Academic journal article Federal Communications Law Journal

From International Competitive Carrier to the WTO: A Survey of the FCC's International Telecommunications Policy Initiatives 1985-1998

Academic journal article Federal Communications Law Journal

From International Competitive Carrier to the WTO: A Survey of the FCC's International Telecommunications Policy Initiatives 1985-1998

Article excerpt


In the December 1998 issue, the Federal Communications Law Journal published a law review article surveying the Federal Communication Commission's (FCC or Commission) international policy initiatives between 1985 and 1998.(1) As that article explained, one of the centerpieces of the FCC's international policies was its Benchmarks Order, in which the FCC unilaterally imposed maximum benchmarks on the amount U.S. carriers may pay their foreign correspondents to hand off U.S.-originated International Message Telecommunications Service (IMTS) traffic.(2) As that law review article further argued, the FCC's actions raised serious questions from both a legal and overall policy perspective.

Less than one month after the Federal Communications Law Journal published that article, however, the D.C. Circuit Court of Appeals in Cable & Wireless v. FCC (C&W)--to the unbridled giddiness of the FCC and to the dismay of various parties representing over 100 foreign governments, regulators, and telecommunications companies(3)--upheld the FCC's Benchmarks Order in its "entirety."(4) In doing so, the D.C. Circuit has not only placed major areas of previously settled case law in flux, but--even assuming arguendo the court ruled correctly--also has approved nakedly the FCC's role of "cartel manager" and destroyed what little chance there was to avoid an all-out international telecommunications trade war.

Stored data
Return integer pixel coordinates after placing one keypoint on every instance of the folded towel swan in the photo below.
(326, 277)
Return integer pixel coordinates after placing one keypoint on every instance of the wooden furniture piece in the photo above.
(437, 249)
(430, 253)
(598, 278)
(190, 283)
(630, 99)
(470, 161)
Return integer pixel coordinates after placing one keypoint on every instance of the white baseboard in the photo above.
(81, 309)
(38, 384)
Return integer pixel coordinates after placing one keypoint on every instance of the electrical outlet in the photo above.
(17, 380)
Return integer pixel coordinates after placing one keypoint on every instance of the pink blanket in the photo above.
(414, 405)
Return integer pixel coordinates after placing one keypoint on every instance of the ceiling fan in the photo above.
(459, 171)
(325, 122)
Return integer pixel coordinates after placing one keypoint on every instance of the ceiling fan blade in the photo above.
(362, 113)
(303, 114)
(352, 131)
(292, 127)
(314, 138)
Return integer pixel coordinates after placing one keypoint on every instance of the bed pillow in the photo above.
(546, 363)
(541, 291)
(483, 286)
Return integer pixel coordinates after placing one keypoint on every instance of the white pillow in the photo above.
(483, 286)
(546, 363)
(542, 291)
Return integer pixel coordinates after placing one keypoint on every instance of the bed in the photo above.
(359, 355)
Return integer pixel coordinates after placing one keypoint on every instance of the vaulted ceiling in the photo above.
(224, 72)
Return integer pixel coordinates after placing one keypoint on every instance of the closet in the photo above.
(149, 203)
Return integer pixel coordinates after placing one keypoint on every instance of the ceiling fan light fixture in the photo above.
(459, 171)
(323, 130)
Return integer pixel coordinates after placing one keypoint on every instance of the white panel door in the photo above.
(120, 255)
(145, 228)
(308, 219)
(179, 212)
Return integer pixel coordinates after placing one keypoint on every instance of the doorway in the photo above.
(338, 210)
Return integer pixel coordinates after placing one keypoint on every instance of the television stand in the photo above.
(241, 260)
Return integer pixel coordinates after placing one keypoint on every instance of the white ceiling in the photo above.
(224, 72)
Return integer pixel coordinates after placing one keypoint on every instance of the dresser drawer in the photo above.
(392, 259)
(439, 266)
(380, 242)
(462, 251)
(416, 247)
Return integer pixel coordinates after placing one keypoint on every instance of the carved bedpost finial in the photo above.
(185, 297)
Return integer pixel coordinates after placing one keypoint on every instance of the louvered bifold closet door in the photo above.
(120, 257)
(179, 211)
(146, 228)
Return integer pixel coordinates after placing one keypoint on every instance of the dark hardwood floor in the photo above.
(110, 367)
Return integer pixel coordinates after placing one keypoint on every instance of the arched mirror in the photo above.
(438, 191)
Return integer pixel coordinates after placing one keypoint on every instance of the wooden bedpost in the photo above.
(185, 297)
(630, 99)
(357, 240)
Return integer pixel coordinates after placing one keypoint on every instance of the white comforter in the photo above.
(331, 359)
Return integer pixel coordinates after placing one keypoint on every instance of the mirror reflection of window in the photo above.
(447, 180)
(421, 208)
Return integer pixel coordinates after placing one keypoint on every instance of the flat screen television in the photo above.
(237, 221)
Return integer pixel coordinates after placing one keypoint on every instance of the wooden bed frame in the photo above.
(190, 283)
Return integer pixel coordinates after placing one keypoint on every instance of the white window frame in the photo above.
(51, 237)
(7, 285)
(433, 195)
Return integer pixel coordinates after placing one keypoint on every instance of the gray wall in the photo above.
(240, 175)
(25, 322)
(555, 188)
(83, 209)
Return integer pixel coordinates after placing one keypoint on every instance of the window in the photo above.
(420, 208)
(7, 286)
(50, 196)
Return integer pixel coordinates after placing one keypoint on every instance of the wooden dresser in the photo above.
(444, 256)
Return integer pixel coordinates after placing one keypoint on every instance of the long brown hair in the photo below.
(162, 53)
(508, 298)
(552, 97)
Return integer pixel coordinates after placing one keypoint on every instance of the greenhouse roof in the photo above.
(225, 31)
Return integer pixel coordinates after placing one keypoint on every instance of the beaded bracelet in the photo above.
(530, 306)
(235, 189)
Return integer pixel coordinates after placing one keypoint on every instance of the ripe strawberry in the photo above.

Exercise - From the article excerpt on the FCC's international telecommunications policy, extract the passage starting with "In the December" and going on through "overall policy perspective.".

Output of the task -
In the December 1998 issue, the Federal Communications Law Journal published a law review article surveying the Federal Communication Commission's (FCC or Commission) international policy initiatives between 1985 and 1998.(1) As that article explained, one of the centerpieces of the FCC's international policies was its Benchmarks Order, in which the FCC unilaterally imposed maximum benchmarks on the amount U.S. carriers may pay their foreign correspondents to hand off U.S.-originated International Message Telecommunications Service (IMTS) traffic.(2) As that law review article further argued, the FCC's actions raised serious questions from both a legal and overall policy perspective.